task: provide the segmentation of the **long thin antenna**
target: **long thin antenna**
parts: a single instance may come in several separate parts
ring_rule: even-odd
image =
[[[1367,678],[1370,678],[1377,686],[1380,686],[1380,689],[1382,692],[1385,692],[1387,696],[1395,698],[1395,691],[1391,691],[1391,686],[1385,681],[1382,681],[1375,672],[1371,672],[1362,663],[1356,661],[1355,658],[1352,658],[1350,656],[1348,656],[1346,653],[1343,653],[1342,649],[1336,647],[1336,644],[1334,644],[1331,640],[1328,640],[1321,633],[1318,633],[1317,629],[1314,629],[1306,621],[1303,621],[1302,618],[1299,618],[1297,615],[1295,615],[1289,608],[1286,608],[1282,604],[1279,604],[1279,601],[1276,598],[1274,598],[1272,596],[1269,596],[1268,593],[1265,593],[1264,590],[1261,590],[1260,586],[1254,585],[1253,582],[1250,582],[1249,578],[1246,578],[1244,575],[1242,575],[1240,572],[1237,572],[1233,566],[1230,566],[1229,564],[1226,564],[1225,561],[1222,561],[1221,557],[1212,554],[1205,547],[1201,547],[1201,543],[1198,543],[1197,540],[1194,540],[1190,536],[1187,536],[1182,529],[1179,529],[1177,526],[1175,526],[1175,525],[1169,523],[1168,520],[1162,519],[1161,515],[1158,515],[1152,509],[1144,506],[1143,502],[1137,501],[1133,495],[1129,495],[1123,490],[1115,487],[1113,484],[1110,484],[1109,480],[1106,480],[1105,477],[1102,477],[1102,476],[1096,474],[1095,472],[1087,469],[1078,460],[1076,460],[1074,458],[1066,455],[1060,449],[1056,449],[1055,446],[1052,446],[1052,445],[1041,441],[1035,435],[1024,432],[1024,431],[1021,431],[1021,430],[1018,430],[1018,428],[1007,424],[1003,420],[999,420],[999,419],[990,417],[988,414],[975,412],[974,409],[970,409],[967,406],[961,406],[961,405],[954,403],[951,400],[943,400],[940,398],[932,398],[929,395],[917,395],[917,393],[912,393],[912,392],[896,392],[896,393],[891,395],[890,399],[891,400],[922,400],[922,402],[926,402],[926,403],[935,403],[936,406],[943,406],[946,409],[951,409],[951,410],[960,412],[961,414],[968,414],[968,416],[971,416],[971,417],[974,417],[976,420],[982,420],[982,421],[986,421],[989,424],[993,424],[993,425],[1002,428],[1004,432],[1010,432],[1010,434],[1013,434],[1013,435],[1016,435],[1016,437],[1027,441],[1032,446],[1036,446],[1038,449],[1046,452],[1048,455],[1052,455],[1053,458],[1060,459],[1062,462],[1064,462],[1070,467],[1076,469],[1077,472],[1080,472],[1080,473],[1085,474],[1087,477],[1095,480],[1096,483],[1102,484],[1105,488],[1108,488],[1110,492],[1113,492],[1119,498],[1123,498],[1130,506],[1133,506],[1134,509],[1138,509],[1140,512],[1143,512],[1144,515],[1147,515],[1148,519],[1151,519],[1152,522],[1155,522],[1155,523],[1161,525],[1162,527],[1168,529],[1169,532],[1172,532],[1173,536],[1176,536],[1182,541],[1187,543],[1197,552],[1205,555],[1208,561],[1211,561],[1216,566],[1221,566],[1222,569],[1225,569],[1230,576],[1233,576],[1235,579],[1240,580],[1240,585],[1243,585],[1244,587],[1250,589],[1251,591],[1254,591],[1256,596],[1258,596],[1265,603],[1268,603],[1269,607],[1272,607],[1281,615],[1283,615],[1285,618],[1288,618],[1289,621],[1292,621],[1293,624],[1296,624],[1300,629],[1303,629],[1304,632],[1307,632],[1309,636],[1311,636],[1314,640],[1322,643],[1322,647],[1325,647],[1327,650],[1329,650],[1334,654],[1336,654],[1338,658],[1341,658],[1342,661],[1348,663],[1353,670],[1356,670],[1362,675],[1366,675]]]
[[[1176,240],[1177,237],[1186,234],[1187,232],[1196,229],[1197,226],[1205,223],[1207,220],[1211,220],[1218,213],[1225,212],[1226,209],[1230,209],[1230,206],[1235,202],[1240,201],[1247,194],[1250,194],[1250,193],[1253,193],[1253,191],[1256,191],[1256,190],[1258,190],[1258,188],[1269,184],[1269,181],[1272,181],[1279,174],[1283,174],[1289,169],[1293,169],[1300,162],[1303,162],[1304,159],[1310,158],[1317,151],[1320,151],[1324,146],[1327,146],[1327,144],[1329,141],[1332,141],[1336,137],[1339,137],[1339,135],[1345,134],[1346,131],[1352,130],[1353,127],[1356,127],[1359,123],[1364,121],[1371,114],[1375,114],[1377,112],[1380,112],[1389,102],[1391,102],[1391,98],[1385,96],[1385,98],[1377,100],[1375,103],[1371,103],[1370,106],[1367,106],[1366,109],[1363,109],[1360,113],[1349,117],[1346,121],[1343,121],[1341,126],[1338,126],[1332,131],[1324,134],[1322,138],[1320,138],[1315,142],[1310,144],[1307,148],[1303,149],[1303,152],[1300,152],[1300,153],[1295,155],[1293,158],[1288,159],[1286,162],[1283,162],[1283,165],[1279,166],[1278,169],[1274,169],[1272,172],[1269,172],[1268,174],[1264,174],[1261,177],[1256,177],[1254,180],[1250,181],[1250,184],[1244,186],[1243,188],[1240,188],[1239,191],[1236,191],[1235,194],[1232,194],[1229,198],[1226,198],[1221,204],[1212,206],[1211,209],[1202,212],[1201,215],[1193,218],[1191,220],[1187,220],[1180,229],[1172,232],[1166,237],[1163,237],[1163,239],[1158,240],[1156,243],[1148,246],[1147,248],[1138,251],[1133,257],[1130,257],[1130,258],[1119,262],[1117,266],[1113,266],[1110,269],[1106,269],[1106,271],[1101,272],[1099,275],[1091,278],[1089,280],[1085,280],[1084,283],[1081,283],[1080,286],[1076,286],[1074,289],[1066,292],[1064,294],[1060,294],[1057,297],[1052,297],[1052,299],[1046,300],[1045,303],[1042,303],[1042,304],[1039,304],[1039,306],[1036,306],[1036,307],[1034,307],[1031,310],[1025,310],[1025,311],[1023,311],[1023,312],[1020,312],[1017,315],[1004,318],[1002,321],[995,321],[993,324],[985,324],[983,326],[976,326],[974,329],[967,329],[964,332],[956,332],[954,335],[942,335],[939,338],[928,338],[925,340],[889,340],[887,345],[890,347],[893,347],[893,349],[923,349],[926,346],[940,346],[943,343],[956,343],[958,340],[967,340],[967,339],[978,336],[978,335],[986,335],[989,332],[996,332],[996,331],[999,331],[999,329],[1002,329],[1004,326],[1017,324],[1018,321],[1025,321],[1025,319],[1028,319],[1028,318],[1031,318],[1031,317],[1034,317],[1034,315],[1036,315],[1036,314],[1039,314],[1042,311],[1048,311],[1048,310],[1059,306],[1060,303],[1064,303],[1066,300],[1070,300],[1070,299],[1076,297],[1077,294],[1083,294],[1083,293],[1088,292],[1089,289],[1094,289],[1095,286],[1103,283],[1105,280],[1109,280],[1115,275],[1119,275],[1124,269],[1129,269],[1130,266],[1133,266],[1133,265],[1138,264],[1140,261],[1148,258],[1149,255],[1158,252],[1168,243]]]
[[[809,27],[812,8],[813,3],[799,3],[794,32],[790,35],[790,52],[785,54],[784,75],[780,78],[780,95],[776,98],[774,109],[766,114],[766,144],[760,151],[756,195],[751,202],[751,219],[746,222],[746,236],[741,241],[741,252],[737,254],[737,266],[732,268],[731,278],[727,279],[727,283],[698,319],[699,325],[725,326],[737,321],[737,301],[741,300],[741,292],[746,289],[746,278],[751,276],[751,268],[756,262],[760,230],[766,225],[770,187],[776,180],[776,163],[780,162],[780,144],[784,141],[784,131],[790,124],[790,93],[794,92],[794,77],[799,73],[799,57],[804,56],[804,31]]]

▬▬▬

SET EXERCISE.
Pick out every line in the rows above that contains the string "antenna", and copy each one in full. Case counts.

COMPLETE OUTPUT.
task: provide the segmentation of the **long thin antenna**
target: **long thin antenna**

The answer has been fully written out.